§ REQUESTS:
(1) In the article below on Supreme Court review of state court decisions, condense the paragraph beginning "The “highest court of a State” usually means" into a short bulleted list that keeps its main facts.
(2) Decide whether each statement below agrees with the article on Supreme Court review of state court decisions. Answer yes or no, quoting the deciding words of the article exactly.
(a) The federal statute governing review of state court appeals covers only civil appeals.
(b) The Supreme Court itself determines what counts as an adequate and independent state ground.
(c) A state court basis is independent whenever the state court cites state cases in support of its ruling.
(3) Go on with the article on Supreme Court review of state court decisions from the point at which it stops.

§ DOCUMENT PASSAGE:

[Start]

When Does the U.S. Supreme Court Review State Supreme Court Decisions?
State courts have the final word on state law, but when federal law is involved, it can be complicated.
Next week marks the start of the U.S. Supreme Court’s new term. As usual, some of the appeals on the Court’s docket will come from state courts of last resort.
When can the Supreme Court weigh in on an issue already decided by a state’s highest court? The answer is not straightforward. Since the country’s founding, state courts have had the final say on questions of state law. But they share responsibility with federal courts for interpreting and applying federal law. As a result, competing concerns — ensuring that state courts correctly and consistently apply federal law and respecting their autonomy — have led to a complex set of rules for when the Supreme Court takes appeals from the state courts.
The rules stem both from federal legislation and the Supreme Court’s own interpretive guidance, developed in centuries of opinions.
General rule
The Constitution provides a high-level foundation for the Supreme Court’s jurisdiction over appeals directly from state courts, allowing for review of state decisions involving issues related to federal statutes, treaties, or constitutional law. Congress elaborated on the specifics in the Judiciary Act of 1789, which it has repeatedly updated over time. As a general matter, today’s version provides that the Supreme Court may review appeals from “final judgments” issued “by the highest court of a State in which a decision could be had” that raise a question under the same three areas of federal law. This statute applies to both civil and criminal appeals.
The “highest court of a State” usually means the state’s supreme court, but an appeal from a lower court can qualify if the appealing party has exhausted all available appellate options within the state system. For example, the Supreme Court has accepted review from intermediate courts where the state high court’s denial of a request to appeal barred further state review or where state procedural rules gave no additional right to appeal within the state.
Similarly, the “final judgment” rule typically requires a case to be fully resolved in the state courts, not subject to ongoing proceedings. The Supreme Court has counted as “final judgments,” however, certain circumstances where the federal issue has been finally decided, but other aspects of the case are still in progress. In particular, the Court may hear a state appeal where the federal issue would survive and require a decision regardless of the outcome of the other parts, would be precluded from review at a later point (such as because the issue will be mooted), “might seriously erode federal policy” if not immediately reviewed, or where resolution of the federal issue would conclude the remaining proceedings.
Adequate and independent state grounds
Appeals from state courts frequently involve both state law and federal law questions. If the decision below rested on an “adequate and independent state ground,” the Supreme Court may not review it.
The Supreme Court has interpreted its jurisdiction this way to avoid issuing advisory opinions — judicial guidance offered when an actual case is not at stake — in violation of a separate jurisdictional bar the Court has recognized since its founding. If the state court would reach the same result based on state law in any event, weighing in on the federal issue would be purely advisory, the reasoning goes.
What counts as an “adequate and independent state ground” for a state court decision? The Supreme Court makes that determination itself and has provided longstanding guidance.
To be “adequate,” the state basis must have “fair support” or, put another way, not be “plainly untenable.” The basis also must be broad enough on its own to sustain the judgment. An “independent” state basis is not dependent on, or “interwoven with,” federal law. For example, it’s not enough for a state court to cite state cases as support for its ruling, if those state cases are themselves applications of federal law. Similarly, “where a state court has ‘felt compelled by what it understood to be federal constitutional considerations to construe and apply its own law in the manner it did,’” the Supreme Court has said that does not qualify. In practice, this rule means that a state court decision that interprets the state’s constitution in “lockstep” — or in adherence — with the federal Constitution may be more vulnerable to Supreme Court review.

[End]

[Records of labeled points]
[Start]

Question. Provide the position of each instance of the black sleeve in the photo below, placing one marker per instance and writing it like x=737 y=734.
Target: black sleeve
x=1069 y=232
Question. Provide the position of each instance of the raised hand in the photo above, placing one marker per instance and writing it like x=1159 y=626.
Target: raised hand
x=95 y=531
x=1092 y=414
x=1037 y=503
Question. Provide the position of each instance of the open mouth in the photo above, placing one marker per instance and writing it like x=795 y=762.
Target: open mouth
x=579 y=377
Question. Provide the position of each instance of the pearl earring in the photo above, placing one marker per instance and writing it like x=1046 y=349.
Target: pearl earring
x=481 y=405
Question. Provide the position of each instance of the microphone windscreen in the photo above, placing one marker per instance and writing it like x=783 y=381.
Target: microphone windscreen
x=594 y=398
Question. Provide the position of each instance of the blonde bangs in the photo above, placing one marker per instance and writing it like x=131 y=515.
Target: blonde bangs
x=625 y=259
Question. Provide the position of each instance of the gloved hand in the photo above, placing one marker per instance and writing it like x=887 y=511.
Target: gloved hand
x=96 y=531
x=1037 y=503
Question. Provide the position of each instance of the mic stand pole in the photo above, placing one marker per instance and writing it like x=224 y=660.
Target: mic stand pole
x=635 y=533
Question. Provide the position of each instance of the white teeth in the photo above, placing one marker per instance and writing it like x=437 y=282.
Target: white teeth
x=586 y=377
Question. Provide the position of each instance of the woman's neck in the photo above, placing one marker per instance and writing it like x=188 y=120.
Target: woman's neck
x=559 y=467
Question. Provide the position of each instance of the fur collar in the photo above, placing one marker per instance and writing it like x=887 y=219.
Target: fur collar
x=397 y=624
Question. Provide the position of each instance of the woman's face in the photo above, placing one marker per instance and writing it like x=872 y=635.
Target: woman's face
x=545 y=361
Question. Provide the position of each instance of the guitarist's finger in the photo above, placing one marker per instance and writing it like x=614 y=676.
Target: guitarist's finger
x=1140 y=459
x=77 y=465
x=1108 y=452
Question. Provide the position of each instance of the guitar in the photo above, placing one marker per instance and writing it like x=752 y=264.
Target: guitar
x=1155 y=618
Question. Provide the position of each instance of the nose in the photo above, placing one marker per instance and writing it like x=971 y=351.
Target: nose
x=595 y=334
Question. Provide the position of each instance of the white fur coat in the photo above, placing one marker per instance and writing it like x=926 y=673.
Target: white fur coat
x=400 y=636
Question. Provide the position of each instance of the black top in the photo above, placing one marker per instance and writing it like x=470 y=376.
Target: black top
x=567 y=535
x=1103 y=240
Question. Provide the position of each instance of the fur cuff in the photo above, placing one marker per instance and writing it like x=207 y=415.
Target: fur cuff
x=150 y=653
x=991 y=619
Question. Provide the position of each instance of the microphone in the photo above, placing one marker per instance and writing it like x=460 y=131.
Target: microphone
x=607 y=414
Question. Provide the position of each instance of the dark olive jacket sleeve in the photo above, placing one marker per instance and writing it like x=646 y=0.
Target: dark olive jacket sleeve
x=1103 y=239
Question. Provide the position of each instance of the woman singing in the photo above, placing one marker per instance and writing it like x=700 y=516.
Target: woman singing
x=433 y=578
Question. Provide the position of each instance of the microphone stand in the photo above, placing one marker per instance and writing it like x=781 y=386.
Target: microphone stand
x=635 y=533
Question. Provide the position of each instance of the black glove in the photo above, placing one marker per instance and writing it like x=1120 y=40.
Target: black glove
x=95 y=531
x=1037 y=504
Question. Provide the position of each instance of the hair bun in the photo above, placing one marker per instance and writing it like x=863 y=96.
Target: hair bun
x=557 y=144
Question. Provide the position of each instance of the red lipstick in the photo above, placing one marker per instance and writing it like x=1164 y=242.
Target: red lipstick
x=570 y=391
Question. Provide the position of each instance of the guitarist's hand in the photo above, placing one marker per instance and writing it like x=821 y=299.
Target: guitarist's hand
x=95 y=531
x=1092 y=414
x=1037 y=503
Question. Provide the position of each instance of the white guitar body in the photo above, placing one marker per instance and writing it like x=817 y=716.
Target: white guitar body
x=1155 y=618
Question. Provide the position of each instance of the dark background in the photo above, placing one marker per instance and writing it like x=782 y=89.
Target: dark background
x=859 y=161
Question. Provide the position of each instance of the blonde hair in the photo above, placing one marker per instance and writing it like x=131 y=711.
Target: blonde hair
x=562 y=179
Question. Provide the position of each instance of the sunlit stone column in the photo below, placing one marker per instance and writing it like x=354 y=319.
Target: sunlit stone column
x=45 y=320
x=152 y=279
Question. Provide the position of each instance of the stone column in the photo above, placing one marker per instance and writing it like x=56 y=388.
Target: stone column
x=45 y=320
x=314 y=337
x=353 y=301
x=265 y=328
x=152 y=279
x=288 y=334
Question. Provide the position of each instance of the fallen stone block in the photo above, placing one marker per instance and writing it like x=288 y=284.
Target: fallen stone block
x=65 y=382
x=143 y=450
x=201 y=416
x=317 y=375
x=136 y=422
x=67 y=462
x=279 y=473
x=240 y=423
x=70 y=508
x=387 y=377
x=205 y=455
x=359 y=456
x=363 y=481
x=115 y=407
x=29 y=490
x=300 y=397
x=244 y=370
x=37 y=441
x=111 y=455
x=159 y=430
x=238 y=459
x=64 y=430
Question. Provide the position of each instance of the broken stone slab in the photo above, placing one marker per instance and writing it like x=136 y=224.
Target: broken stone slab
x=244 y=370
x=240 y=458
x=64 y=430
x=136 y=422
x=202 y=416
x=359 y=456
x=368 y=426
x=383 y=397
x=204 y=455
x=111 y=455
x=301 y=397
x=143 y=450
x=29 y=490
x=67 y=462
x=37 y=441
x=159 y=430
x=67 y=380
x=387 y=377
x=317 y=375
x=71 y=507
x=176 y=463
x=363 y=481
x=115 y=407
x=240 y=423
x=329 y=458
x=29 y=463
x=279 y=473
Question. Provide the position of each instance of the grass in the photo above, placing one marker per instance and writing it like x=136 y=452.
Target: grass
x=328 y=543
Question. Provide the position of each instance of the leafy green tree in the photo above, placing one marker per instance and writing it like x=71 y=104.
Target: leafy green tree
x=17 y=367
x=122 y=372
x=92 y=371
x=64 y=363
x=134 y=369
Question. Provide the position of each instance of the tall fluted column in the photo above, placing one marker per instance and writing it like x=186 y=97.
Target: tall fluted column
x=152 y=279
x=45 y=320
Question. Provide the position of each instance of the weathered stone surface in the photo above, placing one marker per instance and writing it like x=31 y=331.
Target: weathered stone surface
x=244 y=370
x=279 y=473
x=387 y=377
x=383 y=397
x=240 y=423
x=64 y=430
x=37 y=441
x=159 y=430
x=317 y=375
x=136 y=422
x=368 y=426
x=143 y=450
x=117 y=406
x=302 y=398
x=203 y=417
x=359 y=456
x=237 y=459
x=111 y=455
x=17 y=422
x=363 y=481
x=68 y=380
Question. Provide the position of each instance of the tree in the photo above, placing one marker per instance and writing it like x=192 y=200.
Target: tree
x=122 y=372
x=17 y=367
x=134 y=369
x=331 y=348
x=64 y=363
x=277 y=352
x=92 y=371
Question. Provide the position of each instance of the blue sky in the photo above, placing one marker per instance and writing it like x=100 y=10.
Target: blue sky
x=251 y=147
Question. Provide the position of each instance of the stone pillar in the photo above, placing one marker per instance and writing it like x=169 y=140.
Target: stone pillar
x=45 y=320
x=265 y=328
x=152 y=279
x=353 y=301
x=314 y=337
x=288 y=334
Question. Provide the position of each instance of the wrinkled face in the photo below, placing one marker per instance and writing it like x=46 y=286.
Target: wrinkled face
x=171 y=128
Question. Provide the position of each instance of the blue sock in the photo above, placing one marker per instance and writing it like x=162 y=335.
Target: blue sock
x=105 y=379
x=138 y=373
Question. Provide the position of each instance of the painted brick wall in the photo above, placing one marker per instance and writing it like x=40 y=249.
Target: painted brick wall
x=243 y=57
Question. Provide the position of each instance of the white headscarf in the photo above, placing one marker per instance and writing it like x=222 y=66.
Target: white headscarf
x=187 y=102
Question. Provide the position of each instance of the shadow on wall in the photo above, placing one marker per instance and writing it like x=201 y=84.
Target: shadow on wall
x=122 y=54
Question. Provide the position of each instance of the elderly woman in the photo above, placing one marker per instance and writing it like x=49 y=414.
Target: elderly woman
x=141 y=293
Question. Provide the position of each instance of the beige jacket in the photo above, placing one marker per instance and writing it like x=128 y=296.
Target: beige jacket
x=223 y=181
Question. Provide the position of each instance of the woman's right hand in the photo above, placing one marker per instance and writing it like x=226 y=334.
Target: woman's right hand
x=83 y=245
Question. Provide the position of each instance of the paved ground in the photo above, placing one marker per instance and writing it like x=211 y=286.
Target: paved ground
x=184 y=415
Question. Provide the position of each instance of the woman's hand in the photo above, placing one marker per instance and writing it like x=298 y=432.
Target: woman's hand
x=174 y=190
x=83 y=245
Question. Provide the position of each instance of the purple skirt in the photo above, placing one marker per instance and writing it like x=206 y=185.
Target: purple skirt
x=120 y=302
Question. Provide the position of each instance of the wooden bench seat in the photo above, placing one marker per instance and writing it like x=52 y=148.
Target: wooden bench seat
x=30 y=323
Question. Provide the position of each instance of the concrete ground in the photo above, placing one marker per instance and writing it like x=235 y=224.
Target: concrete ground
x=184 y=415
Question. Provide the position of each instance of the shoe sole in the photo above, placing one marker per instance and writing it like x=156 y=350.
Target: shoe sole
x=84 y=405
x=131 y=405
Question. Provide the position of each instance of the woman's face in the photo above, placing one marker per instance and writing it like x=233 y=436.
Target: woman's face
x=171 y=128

[End]

§ RESULTS FOR EACH TASK:
(1)
- The "highest court of a State" is usually the state's supreme court.
- An appeal from a lower court can qualify if the appealing party has exhausted all available appellate options within the state system.
- The Supreme Court has accepted review from intermediate courts when the state high court's denial of a request to appeal barred further state review.
- It has also accepted such review when state procedural rules gave no additional right to appeal within the state.

(2)
(a) No: "This statute applies to both civil and criminal appeals."
(b) Yes: "The Supreme Court makes that determination itself and has provided longstanding guidance."
(c) No: "it’s not enough for a state court to cite state cases as support for its ruling, if those state cases are themselves applications of federal law."

(3)
Even with the Court’s longstanding guidance, determining whether a state decision is based on an adequate and independent state ground is not always clear-cut. The Supreme Court in Michigan v. Long introduced an approach to resolving that ambiguity that the Court has used for the last forty years. When a state ruling “fairly appears to rest primarily on federal law, or to be interwoven with the federal law,” the Court will assume there is no adequate and independent state ground, unless the state court made a “plain statement” clearly indicating otherwise. Some justices have criticized this presumption as making it harder for states freely to develop their own laws. Under the framework, a state court would have to anticipate that references to federal law could be viewed as ambiguous by the Court and so would trigger the requirement expressly to convey that the decision rests on an adequate and independent state ground. Nonetheless, a majority of the Court has followed the “plain statement” approach in most ambiguous cases since Long. On occasion, however, where there was “considerable uncertainty as to the precise grounds” for the state decision or the state court did not issue an opinion, the Court has vacated the decision and remanded to the state court for clarification.
State procedural rules
Sometimes a state court rejects a federal claim based on a state procedural rule — for example, it may rule the claim was untimely or waived — rather than considering the substance of the claim. A procedural rule may also serve as an adequate and independent state ground that precludes Supreme Court review of the federal question.
In deciding whether a state procedural rule is an “adequate” ground, the Supreme Court generally has focused on consistency of application. A state procedural rule typically qualifies if it is “firmly established and regularly followed” and has been applied neutrally, not in a way that avoids or “operates to the particular disadvantage” of federal claims. These criteria, the Court has indicated, are intended to protect claimants’ procedural due process rights and the supremacy of federal law.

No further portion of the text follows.